[[ ENTRIES SHOWN, beginning ]]

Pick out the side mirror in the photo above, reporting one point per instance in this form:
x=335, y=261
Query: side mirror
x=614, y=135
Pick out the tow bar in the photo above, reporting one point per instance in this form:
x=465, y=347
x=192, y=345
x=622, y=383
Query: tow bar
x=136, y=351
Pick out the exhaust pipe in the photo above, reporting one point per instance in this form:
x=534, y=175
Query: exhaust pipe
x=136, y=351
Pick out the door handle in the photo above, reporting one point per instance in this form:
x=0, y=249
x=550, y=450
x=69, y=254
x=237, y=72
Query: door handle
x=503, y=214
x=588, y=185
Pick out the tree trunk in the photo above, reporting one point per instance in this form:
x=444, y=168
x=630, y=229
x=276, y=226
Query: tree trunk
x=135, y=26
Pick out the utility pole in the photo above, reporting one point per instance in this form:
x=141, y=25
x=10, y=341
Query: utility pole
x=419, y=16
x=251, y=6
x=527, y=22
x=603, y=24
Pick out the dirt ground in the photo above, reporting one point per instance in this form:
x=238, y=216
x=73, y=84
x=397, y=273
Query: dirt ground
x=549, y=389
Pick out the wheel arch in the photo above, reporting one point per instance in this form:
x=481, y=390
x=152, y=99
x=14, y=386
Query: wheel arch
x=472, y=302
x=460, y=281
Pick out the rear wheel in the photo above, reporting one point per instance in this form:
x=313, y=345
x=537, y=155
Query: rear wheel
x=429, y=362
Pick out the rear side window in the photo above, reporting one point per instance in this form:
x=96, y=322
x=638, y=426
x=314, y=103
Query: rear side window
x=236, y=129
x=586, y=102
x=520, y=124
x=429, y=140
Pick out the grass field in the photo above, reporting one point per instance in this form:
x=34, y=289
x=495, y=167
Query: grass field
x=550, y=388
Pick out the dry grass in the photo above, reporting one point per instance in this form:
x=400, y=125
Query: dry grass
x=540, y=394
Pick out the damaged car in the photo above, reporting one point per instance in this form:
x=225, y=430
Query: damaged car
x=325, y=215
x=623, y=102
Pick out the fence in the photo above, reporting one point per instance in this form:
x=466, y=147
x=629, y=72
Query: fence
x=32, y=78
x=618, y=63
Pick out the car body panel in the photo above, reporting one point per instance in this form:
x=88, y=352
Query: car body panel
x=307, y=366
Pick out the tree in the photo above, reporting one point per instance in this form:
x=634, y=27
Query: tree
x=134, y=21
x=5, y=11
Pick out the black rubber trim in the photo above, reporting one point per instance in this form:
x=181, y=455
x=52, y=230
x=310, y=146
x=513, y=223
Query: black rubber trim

[[ ENTRIES SHOWN, end ]]

## TO DO
Your reply must reproduce all records above exactly.

## ANSWER
Pick out the side mirror in the photo above, reporting one point per instance in this form:
x=335, y=261
Query: side mirror
x=614, y=135
Pick out the tow bar in the photo above, reporting one point per instance in this form:
x=465, y=347
x=192, y=345
x=622, y=383
Query: tow bar
x=136, y=351
Pick out the exhaust pipe in the photo above, reporting one point per instance in this form:
x=534, y=175
Query: exhaust pipe
x=136, y=351
Pick out the door handle in the photo above, reporting one point per instance in this form:
x=0, y=249
x=550, y=450
x=69, y=254
x=237, y=72
Query: door handle
x=503, y=214
x=588, y=185
Pick out the tree trunk in the photo above, reporting one point per instance in this form:
x=444, y=168
x=630, y=229
x=276, y=226
Query: tree trunk
x=135, y=26
Pick out the utility pole in the photo above, reporting one point per instance in this form:
x=141, y=25
x=10, y=341
Query: utility pole
x=419, y=16
x=251, y=6
x=527, y=22
x=603, y=24
Pick out the dirt ground in the photo above, reporting one point per instance in this form:
x=238, y=216
x=73, y=84
x=397, y=273
Query: dirt ground
x=549, y=389
Pick out the wheel arch in the photo above, reporting one point per instance in this form:
x=481, y=390
x=152, y=99
x=14, y=386
Query: wheel arch
x=472, y=302
x=460, y=281
Pick out the rear wheel in the photo above, reporting one point per instance in this form:
x=313, y=345
x=537, y=155
Query: rear wheel
x=429, y=362
Pick out the rear side window in the photo above, reporting one point per instance in this form:
x=96, y=322
x=638, y=426
x=314, y=103
Query: rear side window
x=236, y=129
x=586, y=102
x=520, y=124
x=429, y=140
Pick out the grass field in the photo above, reporting one point per instance in this form:
x=34, y=289
x=495, y=167
Query: grass field
x=550, y=388
Pick out the dry grass in the photo above, reporting one point per instance in this form:
x=400, y=125
Query: dry grass
x=540, y=394
Pick out the damaged car in the photo above, reporting one point per instance in this form:
x=225, y=430
Query: damaged car
x=325, y=215
x=623, y=102
Pick out the fence in the photo above, reporting one point per instance in this form:
x=466, y=147
x=629, y=72
Query: fence
x=32, y=78
x=618, y=63
Pick out the car body panel in the photo above, reporting one point per instance in this form:
x=88, y=352
Query: car body panel
x=307, y=366
Pick out the tree in the photo above, reporting one point per instance in this form:
x=634, y=27
Query: tree
x=134, y=21
x=5, y=11
Pick out the black rubber trim in the photo above, reporting one point per instance in this form:
x=181, y=455
x=52, y=230
x=310, y=146
x=513, y=223
Query: black rubber trim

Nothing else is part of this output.